▶ _What is asked_: Put the rows into a Markdown table with the columns Row and Line, starting with the line containing "steel rail -> box" and running through the line containing "Reply in the form 363,187", and skip any blank lines.
==== Extracted information ====
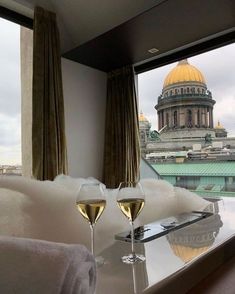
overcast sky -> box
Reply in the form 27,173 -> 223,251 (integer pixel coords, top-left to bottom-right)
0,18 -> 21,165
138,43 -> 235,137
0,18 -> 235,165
====
==== Extracted information ====
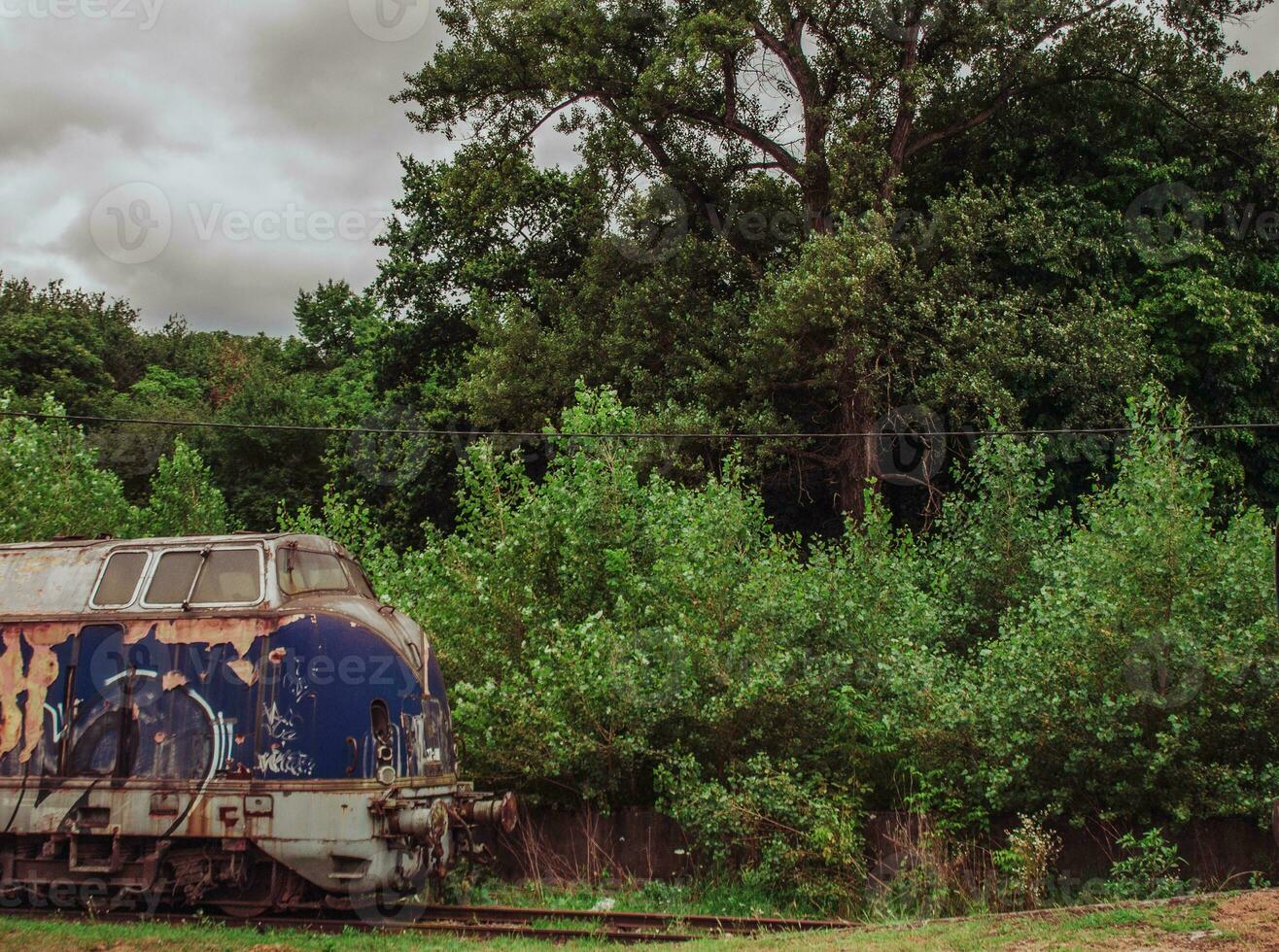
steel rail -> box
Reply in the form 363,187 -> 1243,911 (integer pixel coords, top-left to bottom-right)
====
==== Extracted information ====
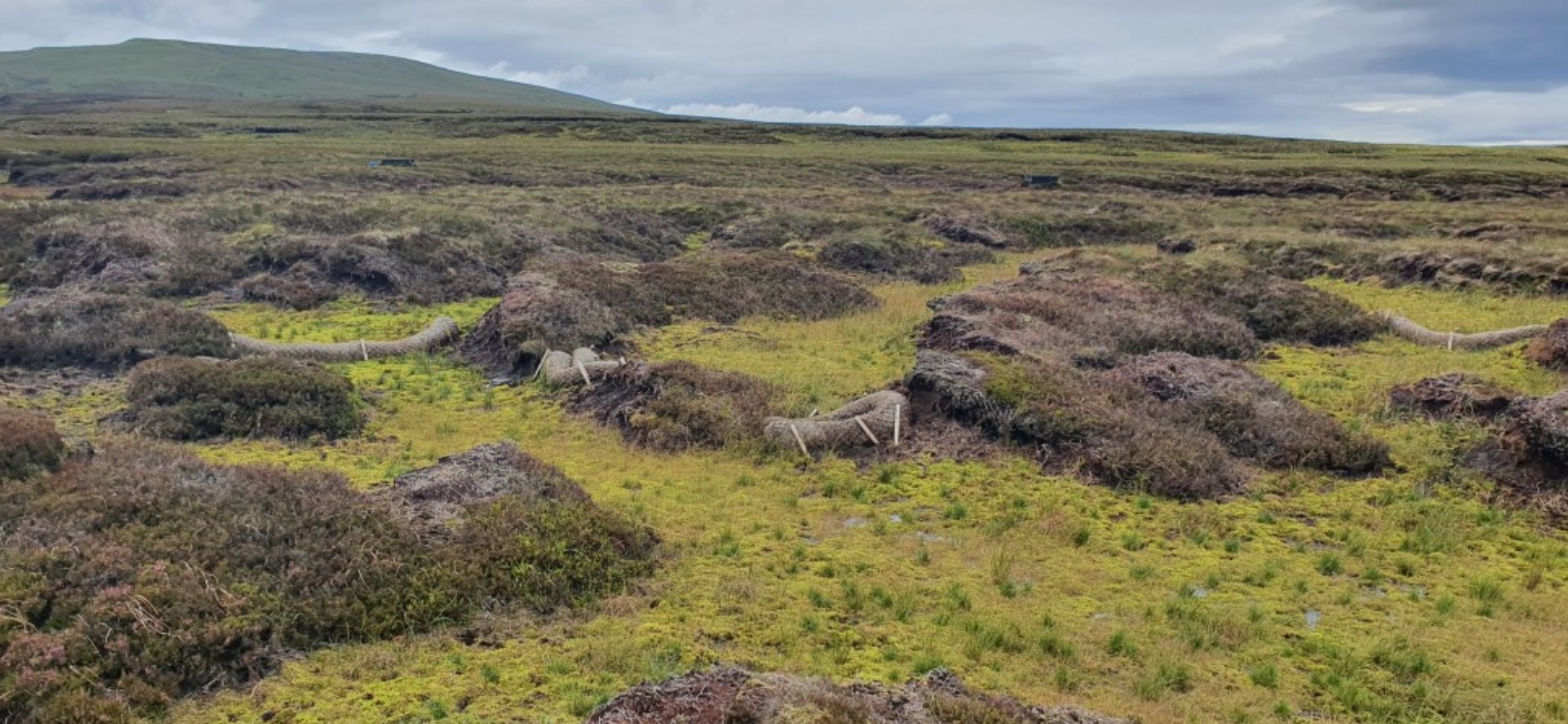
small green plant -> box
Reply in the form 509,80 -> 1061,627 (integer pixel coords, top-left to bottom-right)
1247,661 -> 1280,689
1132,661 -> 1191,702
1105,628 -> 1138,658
====
▶ _Task result_:
| Row | Line |
|---|---|
| 1 | steel rail -> box |
| 2 | Reply in the form 363,187 -> 1243,911 (integer pixel coords, top-left to bottom-right) |